SOURCE:
Tuesday, 30 March 2010

Return to Salta

In all the excitement of my few days in the Quebrada de Humahuaca, I kind of forgot about Salta. It wasn't that nice really, probably just the change from Buenos Aires that did it. I got back Saturday night after a long bus journey and headed out for dinner.

I've been keeping a notebook of every restaurant I go to along the way. This is the nicest dining room I've been in. There's a wonderful buzz - a chatter that floats above the tables punctuated only by the clattering of cutlery. A couple of waiters take up a guitar and drum. I don't like live music in restaurants. But I like it here. The whole room is alive and happy. Looking around, everyone is smiling. Isn't that the whole point?

I wake up late on Sunday, since I sank another beer and watched Rocky III in my hotel room. Predictions? Pain. I've got six hours before my flight, so after a big lunch in the plaza, I head up the teleférico - a Swiss made cable car that takes you to the top of Cerro San Bernardo. Like every hill in South America, it comes complete with it's own Jesus, and some wonderful views. It occurs to me that people are walking around with those bunches of leaves because it is Palm Sunday.






After a coffee or two and just chilling for a while, I head back down. I'm kind of fascinated by the cable car itself. How much convincing would it have taken to get in the first ever one? This guy only dates from 1987 apparently, but the technology still looks somewhat primitive. Either way, it works. And it beats the hell out of the steps.








Back at the bottom I stroll through the park and remember completely why I liked this place so much. Everyone is just taking it easy. They're all smiling, eating ice creams, sailing round the boating lake. It is a town completely at peace with itself. Not that there's anything wrong with Buenos Aires, but all big cities, by their nature, suffer from the same complaints. I'd take the composed, effortless, tranquility of Salta before the frenetic mayhem of BsAs any day of the week. And so would they. It's written all over their faces.

EXERCISE AIM:
Answer these questions from the travel post about Salta, one per line:
(a) Which movie did the writer watch in the hotel room on Saturday night?
(b) Where was the teleférico made, and to the top of which hill does it go?
(c) What year does the cable car date from?
Use only the travel post about Salta to answer.

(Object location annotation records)
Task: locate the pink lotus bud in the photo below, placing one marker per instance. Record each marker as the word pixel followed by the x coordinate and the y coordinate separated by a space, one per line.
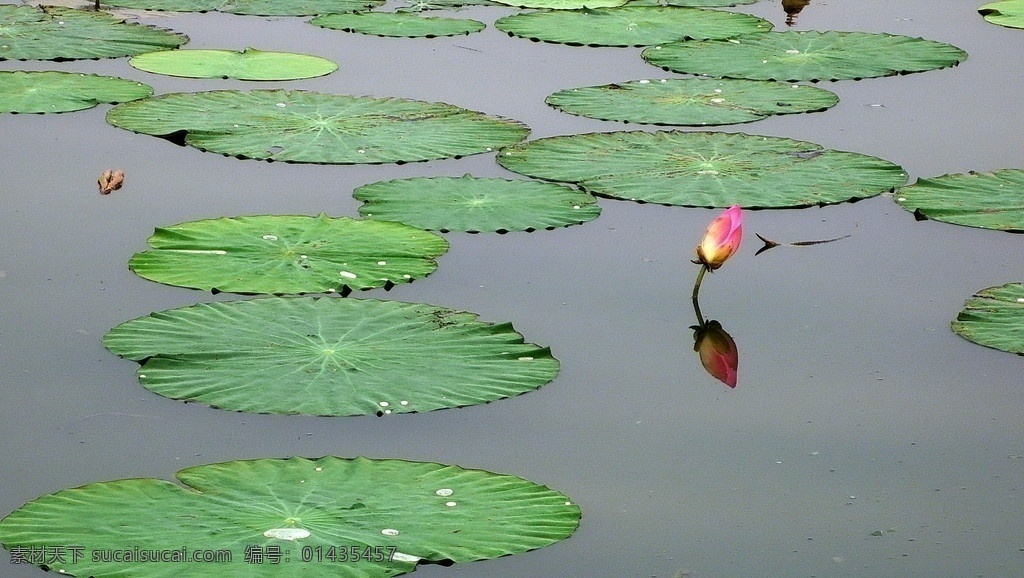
pixel 718 352
pixel 722 239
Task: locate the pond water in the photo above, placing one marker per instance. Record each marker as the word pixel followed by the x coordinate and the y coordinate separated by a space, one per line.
pixel 864 438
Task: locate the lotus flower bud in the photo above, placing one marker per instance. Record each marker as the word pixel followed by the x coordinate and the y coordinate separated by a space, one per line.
pixel 722 239
pixel 718 352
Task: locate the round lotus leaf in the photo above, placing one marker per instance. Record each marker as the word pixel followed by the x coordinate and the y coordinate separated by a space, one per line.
pixel 992 200
pixel 398 24
pixel 248 65
pixel 1009 12
pixel 312 127
pixel 694 101
pixel 288 254
pixel 810 55
pixel 251 7
pixel 563 4
pixel 705 169
pixel 994 318
pixel 330 356
pixel 476 204
pixel 294 518
pixel 53 91
pixel 49 33
pixel 629 26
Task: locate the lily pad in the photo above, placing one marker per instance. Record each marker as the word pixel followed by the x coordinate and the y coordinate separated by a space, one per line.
pixel 994 318
pixel 476 204
pixel 325 518
pixel 992 200
pixel 806 55
pixel 705 169
pixel 312 127
pixel 1008 12
pixel 330 356
pixel 562 4
pixel 53 91
pixel 288 254
pixel 248 65
pixel 251 7
pixel 407 25
pixel 694 101
pixel 49 33
pixel 629 26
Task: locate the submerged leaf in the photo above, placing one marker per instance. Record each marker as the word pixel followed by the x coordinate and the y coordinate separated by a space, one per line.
pixel 288 254
pixel 705 169
pixel 476 204
pixel 407 25
pixel 806 55
pixel 294 518
pixel 992 200
pixel 247 65
pixel 51 91
pixel 330 356
pixel 312 127
pixel 994 318
pixel 49 33
pixel 629 26
pixel 695 101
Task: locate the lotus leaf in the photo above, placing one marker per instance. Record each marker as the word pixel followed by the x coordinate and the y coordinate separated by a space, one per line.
pixel 629 26
pixel 810 55
pixel 324 518
pixel 1008 12
pixel 476 204
pixel 994 318
pixel 251 7
pixel 330 356
pixel 563 4
pixel 398 24
pixel 693 101
pixel 312 127
pixel 53 91
pixel 288 254
pixel 48 33
pixel 987 200
pixel 690 3
pixel 705 169
pixel 248 65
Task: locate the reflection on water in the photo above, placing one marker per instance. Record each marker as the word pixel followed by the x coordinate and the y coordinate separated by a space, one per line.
pixel 792 8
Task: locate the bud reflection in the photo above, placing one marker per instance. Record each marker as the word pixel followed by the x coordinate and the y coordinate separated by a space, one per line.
pixel 718 352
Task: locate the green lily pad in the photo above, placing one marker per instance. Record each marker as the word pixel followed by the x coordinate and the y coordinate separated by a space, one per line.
pixel 1008 12
pixel 49 33
pixel 994 318
pixel 476 204
pixel 629 26
pixel 705 169
pixel 694 101
pixel 407 25
pixel 562 4
pixel 251 7
pixel 992 200
pixel 312 127
pixel 294 518
pixel 330 356
pixel 288 254
pixel 53 91
pixel 809 55
pixel 248 65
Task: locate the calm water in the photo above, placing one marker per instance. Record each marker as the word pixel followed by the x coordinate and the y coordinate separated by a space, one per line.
pixel 857 410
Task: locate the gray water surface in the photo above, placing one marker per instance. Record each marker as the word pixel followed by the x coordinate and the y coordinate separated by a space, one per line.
pixel 857 411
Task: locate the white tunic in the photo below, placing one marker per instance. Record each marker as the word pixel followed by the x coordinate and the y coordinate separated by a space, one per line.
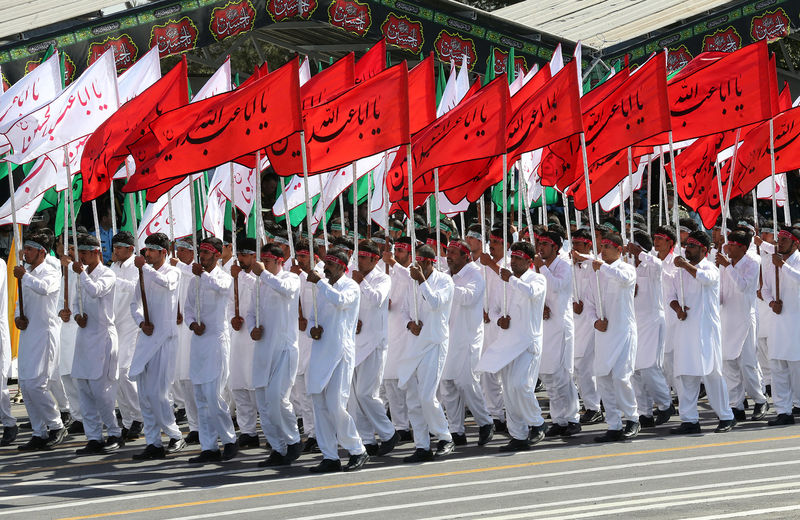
pixel 278 297
pixel 526 296
pixel 697 339
pixel 337 310
pixel 557 338
pixel 617 285
pixel 435 299
pixel 649 307
pixel 785 331
pixel 96 344
pixel 161 289
pixel 210 353
pixel 38 343
pixel 127 331
pixel 738 311
pixel 374 313
pixel 466 323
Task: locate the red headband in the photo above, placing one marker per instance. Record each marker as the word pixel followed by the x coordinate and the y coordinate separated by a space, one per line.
pixel 335 260
pixel 460 246
pixel 208 247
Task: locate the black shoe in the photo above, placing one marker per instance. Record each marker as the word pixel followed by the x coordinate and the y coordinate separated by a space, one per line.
pixel 571 429
pixel 229 450
pixel 55 437
pixel 420 455
pixel 76 428
pixel 739 415
pixel 592 417
pixel 686 429
pixel 327 466
pixel 759 411
pixel 66 419
pixel 631 429
pixel 150 452
pixel 444 448
pixel 180 416
pixel 536 434
pixel 293 451
pixel 356 462
pixel 516 445
pixel 663 416
pixel 310 445
pixel 388 445
pixel 206 456
pixel 93 447
pixel 781 420
pixel 175 445
pixel 113 444
pixel 371 449
pixel 485 434
pixel 610 436
pixel 9 435
pixel 248 441
pixel 274 459
pixel 459 439
pixel 725 426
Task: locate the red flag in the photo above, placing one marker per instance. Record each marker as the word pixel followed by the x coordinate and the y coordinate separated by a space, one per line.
pixel 108 145
pixel 421 95
pixel 372 63
pixel 475 129
pixel 219 129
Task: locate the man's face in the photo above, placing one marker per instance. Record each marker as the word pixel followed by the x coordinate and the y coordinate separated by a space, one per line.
pixel 456 259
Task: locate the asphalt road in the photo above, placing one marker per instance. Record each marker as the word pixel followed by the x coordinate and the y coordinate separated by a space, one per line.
pixel 752 471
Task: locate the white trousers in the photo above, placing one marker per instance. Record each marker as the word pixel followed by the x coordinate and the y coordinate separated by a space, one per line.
pixel 492 388
pixel 365 405
pixel 396 397
pixel 519 382
pixel 617 393
pixel 785 383
pixel 586 381
pixel 651 388
pixel 246 410
pixel 303 407
pixel 157 415
pixel 563 396
pixel 743 375
pixel 128 399
pixel 688 388
pixel 426 414
pixel 97 398
pixel 278 420
pixel 332 424
pixel 41 406
pixel 213 415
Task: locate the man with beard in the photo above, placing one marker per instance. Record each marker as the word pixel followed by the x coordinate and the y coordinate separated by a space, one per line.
pixel 784 355
pixel 460 387
pixel 698 350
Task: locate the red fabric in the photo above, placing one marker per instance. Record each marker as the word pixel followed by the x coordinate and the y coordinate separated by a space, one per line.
pixel 474 129
pixel 421 95
pixel 108 145
pixel 372 63
pixel 219 129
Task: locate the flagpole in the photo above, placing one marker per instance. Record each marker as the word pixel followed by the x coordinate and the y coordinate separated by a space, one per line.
pixel 412 231
pixel 591 221
pixel 17 241
pixel 308 218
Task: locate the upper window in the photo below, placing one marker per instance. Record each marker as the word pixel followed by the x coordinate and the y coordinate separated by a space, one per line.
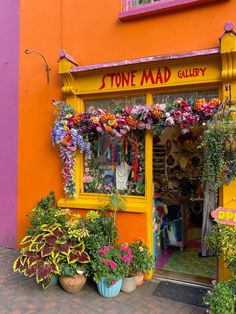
pixel 138 8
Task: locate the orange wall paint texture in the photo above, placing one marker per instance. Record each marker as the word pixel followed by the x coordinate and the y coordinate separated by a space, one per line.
pixel 91 32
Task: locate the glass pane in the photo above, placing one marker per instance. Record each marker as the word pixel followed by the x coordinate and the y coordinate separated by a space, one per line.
pixel 191 95
pixel 116 165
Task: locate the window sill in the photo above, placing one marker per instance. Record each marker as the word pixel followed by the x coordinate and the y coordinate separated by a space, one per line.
pixel 159 7
pixel 135 204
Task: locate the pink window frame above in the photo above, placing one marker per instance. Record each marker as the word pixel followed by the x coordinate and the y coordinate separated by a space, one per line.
pixel 129 12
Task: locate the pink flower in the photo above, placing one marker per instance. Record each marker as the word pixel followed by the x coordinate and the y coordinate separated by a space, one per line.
pixel 123 132
pixel 126 259
pixel 99 129
pixel 112 265
pixel 104 250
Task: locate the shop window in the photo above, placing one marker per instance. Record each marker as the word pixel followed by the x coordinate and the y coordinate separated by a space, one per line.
pixel 116 165
pixel 138 8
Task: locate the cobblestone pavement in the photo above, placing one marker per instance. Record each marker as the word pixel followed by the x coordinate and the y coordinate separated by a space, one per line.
pixel 19 295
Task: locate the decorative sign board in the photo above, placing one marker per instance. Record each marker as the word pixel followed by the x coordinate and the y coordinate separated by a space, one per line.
pixel 226 216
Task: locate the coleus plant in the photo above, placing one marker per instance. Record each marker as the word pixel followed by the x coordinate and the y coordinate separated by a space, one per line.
pixel 43 254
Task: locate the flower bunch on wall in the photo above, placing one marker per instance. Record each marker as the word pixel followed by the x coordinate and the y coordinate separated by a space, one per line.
pixel 75 131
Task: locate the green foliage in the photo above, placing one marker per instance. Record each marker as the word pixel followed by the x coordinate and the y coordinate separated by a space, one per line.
pixel 214 162
pixel 142 260
pixel 223 240
pixel 221 299
pixel 70 270
pixel 46 212
pixel 101 225
pixel 102 231
pixel 43 254
pixel 108 264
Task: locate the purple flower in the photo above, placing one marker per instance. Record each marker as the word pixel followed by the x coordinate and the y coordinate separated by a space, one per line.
pixel 112 265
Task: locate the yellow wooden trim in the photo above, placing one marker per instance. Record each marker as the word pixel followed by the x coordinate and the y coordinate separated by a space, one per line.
pixel 228 56
pixel 149 183
pixel 94 201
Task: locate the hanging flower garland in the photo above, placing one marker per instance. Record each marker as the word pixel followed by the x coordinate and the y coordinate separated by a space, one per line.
pixel 75 131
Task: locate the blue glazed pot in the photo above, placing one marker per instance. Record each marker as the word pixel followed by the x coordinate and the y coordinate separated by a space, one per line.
pixel 111 291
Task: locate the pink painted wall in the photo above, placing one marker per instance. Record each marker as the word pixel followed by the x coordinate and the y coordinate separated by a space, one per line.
pixel 9 60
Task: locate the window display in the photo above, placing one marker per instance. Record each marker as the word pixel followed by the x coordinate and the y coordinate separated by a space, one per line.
pixel 116 166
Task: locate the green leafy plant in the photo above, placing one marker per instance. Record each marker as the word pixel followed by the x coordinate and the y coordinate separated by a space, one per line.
pixel 101 225
pixel 142 260
pixel 223 240
pixel 214 162
pixel 102 231
pixel 71 270
pixel 46 212
pixel 108 264
pixel 221 299
pixel 43 254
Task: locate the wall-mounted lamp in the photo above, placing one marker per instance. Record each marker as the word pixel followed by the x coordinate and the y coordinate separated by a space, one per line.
pixel 27 51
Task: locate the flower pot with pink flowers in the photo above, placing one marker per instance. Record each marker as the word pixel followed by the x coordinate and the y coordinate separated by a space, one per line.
pixel 109 268
pixel 142 261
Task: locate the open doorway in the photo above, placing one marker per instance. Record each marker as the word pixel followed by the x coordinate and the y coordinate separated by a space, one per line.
pixel 179 207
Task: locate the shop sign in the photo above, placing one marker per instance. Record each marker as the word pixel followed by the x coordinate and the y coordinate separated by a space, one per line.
pixel 160 75
pixel 226 216
pixel 141 77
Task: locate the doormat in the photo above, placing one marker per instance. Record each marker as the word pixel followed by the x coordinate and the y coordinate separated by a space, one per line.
pixel 188 262
pixel 180 293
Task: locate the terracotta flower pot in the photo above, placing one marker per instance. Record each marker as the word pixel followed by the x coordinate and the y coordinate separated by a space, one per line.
pixel 139 279
pixel 73 284
pixel 128 285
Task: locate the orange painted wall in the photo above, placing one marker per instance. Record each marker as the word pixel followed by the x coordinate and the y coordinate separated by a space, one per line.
pixel 99 36
pixel 91 32
pixel 38 162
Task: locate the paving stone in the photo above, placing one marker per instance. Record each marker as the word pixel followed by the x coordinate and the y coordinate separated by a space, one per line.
pixel 21 295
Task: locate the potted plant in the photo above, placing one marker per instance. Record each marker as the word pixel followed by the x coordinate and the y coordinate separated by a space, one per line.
pixel 47 212
pixel 42 254
pixel 72 277
pixel 142 261
pixel 128 284
pixel 222 297
pixel 109 269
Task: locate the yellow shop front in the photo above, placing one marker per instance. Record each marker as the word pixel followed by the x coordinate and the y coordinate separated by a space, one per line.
pixel 159 173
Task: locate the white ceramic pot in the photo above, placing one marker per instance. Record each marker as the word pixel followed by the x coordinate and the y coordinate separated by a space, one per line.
pixel 128 284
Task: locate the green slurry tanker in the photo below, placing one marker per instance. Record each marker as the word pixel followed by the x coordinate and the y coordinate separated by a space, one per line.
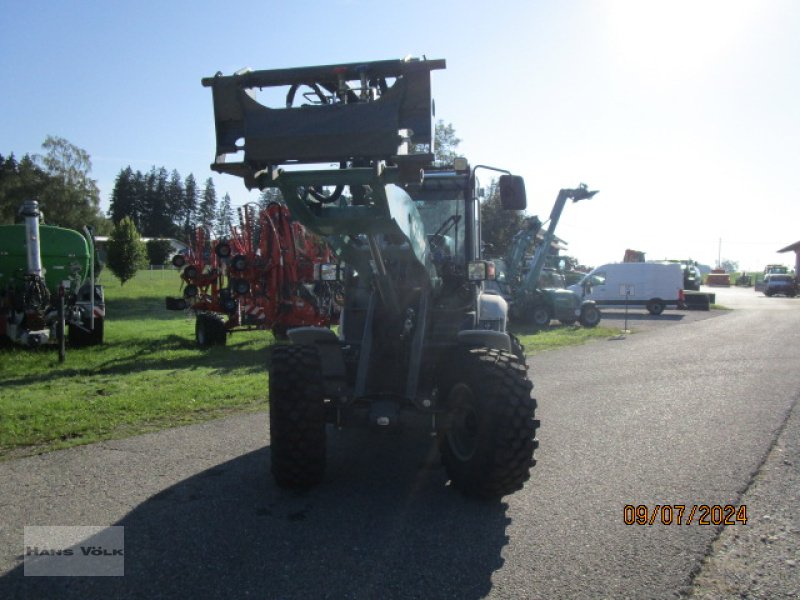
pixel 47 275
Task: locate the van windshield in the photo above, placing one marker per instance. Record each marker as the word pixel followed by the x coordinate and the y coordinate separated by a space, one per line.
pixel 598 278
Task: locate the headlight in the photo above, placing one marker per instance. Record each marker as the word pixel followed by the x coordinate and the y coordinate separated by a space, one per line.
pixel 491 324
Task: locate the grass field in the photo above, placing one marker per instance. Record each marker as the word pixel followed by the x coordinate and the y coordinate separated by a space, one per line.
pixel 149 374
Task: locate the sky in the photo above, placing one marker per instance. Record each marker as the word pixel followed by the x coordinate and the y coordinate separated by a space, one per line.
pixel 684 114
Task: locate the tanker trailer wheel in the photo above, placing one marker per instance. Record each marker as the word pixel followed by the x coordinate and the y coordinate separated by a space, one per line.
pixel 296 417
pixel 209 330
pixel 488 436
pixel 590 316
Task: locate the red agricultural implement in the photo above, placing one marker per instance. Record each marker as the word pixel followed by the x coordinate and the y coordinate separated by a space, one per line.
pixel 261 277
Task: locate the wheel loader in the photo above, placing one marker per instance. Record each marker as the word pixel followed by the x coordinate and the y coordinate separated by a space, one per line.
pixel 350 146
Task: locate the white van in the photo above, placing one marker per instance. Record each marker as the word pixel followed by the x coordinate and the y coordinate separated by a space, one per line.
pixel 654 286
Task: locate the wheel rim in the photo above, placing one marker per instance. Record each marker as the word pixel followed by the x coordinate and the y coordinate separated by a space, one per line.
pixel 462 435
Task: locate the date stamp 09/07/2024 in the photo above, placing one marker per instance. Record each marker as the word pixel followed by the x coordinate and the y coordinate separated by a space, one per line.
pixel 684 514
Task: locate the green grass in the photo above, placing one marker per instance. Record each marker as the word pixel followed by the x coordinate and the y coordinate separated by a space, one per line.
pixel 558 336
pixel 149 374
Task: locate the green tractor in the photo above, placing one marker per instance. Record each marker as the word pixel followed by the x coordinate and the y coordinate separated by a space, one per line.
pixel 531 301
pixel 419 339
pixel 48 292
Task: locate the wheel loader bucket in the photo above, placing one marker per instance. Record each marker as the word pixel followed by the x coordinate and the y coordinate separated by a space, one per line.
pixel 359 111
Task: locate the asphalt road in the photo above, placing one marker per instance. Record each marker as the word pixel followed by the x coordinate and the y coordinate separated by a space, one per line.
pixel 692 411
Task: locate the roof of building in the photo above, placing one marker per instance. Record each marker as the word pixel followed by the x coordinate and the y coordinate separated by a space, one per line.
pixel 795 247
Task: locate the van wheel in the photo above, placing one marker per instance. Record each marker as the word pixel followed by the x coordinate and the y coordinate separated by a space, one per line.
pixel 590 316
pixel 540 316
pixel 655 307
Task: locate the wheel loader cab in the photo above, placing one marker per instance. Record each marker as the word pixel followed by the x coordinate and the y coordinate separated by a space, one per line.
pixel 416 336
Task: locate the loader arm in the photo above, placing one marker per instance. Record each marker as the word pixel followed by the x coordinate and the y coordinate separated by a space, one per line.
pixel 539 257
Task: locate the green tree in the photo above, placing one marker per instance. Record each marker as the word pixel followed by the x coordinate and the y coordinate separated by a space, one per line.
pixel 189 209
pixel 126 252
pixel 158 251
pixel 19 181
pixel 498 226
pixel 123 197
pixel 445 143
pixel 224 217
pixel 71 197
pixel 207 213
pixel 175 204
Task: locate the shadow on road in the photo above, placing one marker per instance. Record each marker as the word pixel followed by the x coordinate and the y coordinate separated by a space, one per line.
pixel 383 524
pixel 637 316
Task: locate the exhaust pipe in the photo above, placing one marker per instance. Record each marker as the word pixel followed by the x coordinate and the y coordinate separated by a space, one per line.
pixel 30 211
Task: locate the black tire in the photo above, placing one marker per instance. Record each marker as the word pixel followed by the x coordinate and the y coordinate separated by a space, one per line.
pixel 209 330
pixel 540 316
pixel 590 315
pixel 488 436
pixel 655 307
pixel 296 417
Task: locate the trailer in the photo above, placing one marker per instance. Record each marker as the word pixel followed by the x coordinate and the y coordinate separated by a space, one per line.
pixel 262 276
pixel 48 291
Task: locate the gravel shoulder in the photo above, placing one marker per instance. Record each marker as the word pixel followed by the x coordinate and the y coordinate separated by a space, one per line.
pixel 761 559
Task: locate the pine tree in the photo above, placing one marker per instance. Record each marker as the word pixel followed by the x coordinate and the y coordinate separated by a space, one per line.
pixel 126 252
pixel 208 207
pixel 123 197
pixel 189 209
pixel 224 217
pixel 175 204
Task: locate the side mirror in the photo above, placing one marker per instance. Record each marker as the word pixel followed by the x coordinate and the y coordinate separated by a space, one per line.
pixel 512 192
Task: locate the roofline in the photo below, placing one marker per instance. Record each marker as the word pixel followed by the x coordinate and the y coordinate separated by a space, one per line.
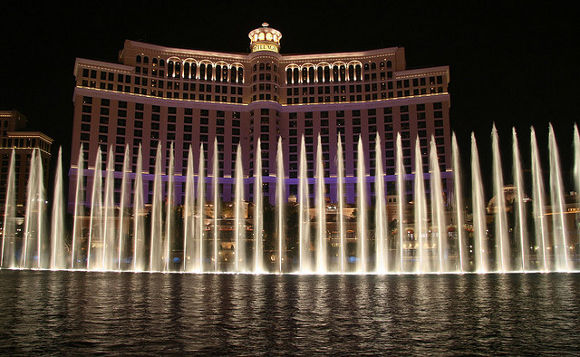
pixel 245 56
pixel 239 56
pixel 101 64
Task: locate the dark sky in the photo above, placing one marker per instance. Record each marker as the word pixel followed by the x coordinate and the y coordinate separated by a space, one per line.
pixel 513 64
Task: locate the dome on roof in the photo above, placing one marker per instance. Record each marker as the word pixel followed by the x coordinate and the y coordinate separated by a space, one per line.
pixel 265 38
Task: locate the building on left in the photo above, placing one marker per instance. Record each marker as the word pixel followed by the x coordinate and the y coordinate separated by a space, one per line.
pixel 16 138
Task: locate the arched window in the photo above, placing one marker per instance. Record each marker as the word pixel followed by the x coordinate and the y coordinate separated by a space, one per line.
pixel 326 74
pixel 233 74
pixel 335 73
pixel 209 72
pixel 224 73
pixel 240 75
pixel 202 71
pixel 218 73
pixel 177 69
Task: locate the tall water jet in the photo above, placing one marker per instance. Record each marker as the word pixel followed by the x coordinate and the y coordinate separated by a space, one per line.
pixel 78 214
pixel 57 250
pixel 502 251
pixel 381 242
pixel 258 210
pixel 34 235
pixel 560 233
pixel 189 216
pixel 216 204
pixel 239 221
pixel 520 209
pixel 108 227
pixel 362 246
pixel 577 168
pixel 421 219
pixel 200 225
pixel 7 256
pixel 478 211
pixel 303 214
pixel 540 224
pixel 123 206
pixel 401 198
pixel 280 202
pixel 96 218
pixel 340 198
pixel 458 204
pixel 169 198
pixel 439 225
pixel 139 257
pixel 155 248
pixel 320 242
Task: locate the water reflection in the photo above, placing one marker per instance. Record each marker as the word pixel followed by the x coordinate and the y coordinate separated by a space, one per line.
pixel 82 313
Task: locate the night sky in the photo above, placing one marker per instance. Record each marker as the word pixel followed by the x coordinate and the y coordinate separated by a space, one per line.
pixel 514 65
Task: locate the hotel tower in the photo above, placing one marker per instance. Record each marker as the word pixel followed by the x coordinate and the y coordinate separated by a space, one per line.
pixel 184 98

FINAL ANSWER:
(a) Rocky III
(b) It is Swiss made and goes to the top of Cerro San Bernardo.
(c) 1987